Input data:
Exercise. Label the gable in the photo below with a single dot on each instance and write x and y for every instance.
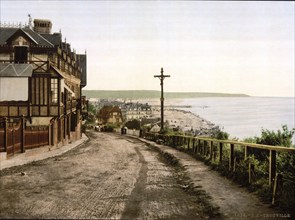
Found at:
(21, 38)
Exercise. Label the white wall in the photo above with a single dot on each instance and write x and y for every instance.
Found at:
(14, 89)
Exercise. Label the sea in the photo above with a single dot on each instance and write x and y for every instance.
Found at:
(244, 117)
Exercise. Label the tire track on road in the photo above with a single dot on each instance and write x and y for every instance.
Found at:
(133, 205)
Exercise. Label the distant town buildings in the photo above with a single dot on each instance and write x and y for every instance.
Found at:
(110, 115)
(41, 79)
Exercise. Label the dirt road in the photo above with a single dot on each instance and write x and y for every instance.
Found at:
(110, 176)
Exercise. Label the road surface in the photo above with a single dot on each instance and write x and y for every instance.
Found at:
(109, 176)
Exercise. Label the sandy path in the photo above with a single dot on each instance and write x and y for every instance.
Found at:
(234, 201)
(109, 177)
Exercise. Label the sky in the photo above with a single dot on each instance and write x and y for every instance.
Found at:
(219, 46)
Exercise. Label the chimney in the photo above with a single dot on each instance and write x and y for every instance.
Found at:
(42, 26)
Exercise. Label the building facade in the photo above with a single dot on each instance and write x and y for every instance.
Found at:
(41, 79)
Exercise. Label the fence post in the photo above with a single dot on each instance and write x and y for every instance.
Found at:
(211, 149)
(245, 152)
(231, 157)
(272, 167)
(188, 142)
(277, 190)
(220, 152)
(250, 171)
(23, 134)
(5, 134)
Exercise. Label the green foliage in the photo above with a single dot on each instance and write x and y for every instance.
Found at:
(279, 138)
(220, 135)
(134, 124)
(91, 108)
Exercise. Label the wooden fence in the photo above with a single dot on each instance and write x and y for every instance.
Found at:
(218, 151)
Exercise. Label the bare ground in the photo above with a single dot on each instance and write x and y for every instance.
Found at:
(110, 176)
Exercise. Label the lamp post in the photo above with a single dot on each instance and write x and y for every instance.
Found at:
(162, 77)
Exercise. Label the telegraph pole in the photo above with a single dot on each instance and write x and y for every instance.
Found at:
(162, 77)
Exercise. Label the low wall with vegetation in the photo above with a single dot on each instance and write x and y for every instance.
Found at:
(263, 168)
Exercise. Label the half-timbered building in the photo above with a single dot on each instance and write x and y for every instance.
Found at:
(41, 79)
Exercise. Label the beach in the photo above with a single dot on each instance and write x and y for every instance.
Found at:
(184, 120)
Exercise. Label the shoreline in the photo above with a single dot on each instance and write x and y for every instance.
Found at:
(185, 121)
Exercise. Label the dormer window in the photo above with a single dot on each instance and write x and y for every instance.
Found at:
(20, 54)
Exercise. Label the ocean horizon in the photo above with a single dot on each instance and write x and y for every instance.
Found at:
(243, 117)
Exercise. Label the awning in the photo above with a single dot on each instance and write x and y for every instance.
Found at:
(16, 70)
(67, 88)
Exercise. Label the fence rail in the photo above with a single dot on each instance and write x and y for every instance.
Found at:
(217, 151)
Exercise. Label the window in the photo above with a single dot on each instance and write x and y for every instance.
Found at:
(20, 54)
(39, 90)
(54, 90)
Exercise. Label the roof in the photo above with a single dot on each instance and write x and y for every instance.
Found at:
(55, 38)
(7, 34)
(15, 70)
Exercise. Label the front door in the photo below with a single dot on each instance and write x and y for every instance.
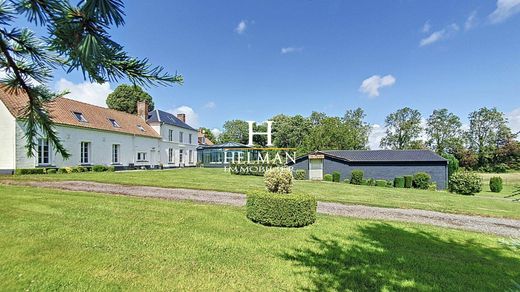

What is required: Each entry above is to be duplicated exactly, and its pictures omitted.

Written answer:
Exercise. Label the gable in the photo below with a single dot on each instance and write x and y for every instance.
Found at:
(21, 38)
Exercise. Label the white wall in the photo above with a single dot on each instance and write x and y for every instance.
Found at:
(14, 89)
Exercise. Label the sea in the photo above with a single dot on each instance and write x and y for every instance.
Found at:
(244, 117)
Exercise. Label the tire track on road in the photo above with a single dot on each instance and write x and y for every instance.
Found at:
(133, 205)
Exercise. Label the distant town buildings in the photo above with a single dot on each instance and write x and y for every instance.
Found at:
(110, 115)
(41, 79)
Exercise. Label the dirt road in the photo above with a single dot on each instance and write x and y for every instance.
Found at:
(110, 176)
Exercise. Label the road surface in the photo above with a single dot on each instance and write x and y for every instance.
Found at:
(109, 176)
Exercise. Label the sandy path in the photo above with a single dot on each instance and write x and y for every instance.
Found at:
(234, 201)
(109, 177)
Exercise. Label the sky in the photo above with a single dot on each instance and write x and y for every instance.
Found at:
(219, 46)
Exercise. Label the chimney in the photo above with a single dot on each instance and write x and y for every instance.
Found at:
(42, 26)
Exercise. Label the building facade in the photo above with a single dot on each instance and write x and y for every instance.
Found at:
(41, 79)
Exercise. Label the fence post in the photo above with a single dot on each instance and write x and y for every instance.
Found at:
(211, 149)
(245, 152)
(231, 157)
(272, 167)
(188, 142)
(277, 190)
(220, 152)
(250, 171)
(23, 134)
(5, 134)
Exercise. Label the green foliage in the photo above with a single dot on each instance and write x and y for every instance.
Found at:
(279, 138)
(220, 135)
(134, 124)
(91, 108)
Exercise. Label the wooden fence in the photo above with a single dot on each instance and write x and y for every instance.
Found at:
(218, 151)
Exercise. Label the bare ground in the photo above with a single dot on each instance and write x and y for every instance.
Found at:
(110, 176)
Exercise. Label the lamp post in the photo above with a single dot on each instance and write x and y for every instance.
Found at:
(162, 77)
Exercise. Label the telegraph pole in the photo above with a single dot on each instance and write x and y for every instance.
Found at:
(162, 77)
Exercise. Label the low wall with vegetation in the photo above with a single dot on each instance and write x and y for every instance.
Found at:
(263, 168)
Exercise. Label the half-timbered building in the photo above with a single dot on each instance and write x and y for every instance.
Found at:
(41, 79)
Exercise. Label the beach in the photo above with a single dot on each instance and write x and y for every instance.
Found at:
(184, 120)
Exercise. Label the shoreline in the photo above with a single dot on each instance and write x and y for every instance.
Found at:
(185, 121)
Exercise. Label the dormer window in the photo above with a single dot on each instance and write x and y for every instance.
Found at:
(20, 54)
Exercise. Label the ocean horizon in the photo above with a single dot on each instance and write x and y for every instance.
Found at:
(243, 117)
Exercise. Label the awning in the photo above with a single dot on each instance and write x and y for every instance.
Found at:
(16, 70)
(67, 88)
Exercise. Label the fence rail in the photo above with a single dot on each instance and write x and y for every instance.
Found at:
(217, 151)
Exercise. Label the window in the photo above with a single dot on each instance and write x and y for every instance.
Found at:
(20, 54)
(39, 90)
(54, 90)
Exercise. Label the roof in the photo above with a single dot on each instance and write x and y for every instance.
Found at:
(55, 38)
(7, 34)
(15, 70)
Exercise. Label the front door in the photo below with a single dot on each instance and write x and y for every instance.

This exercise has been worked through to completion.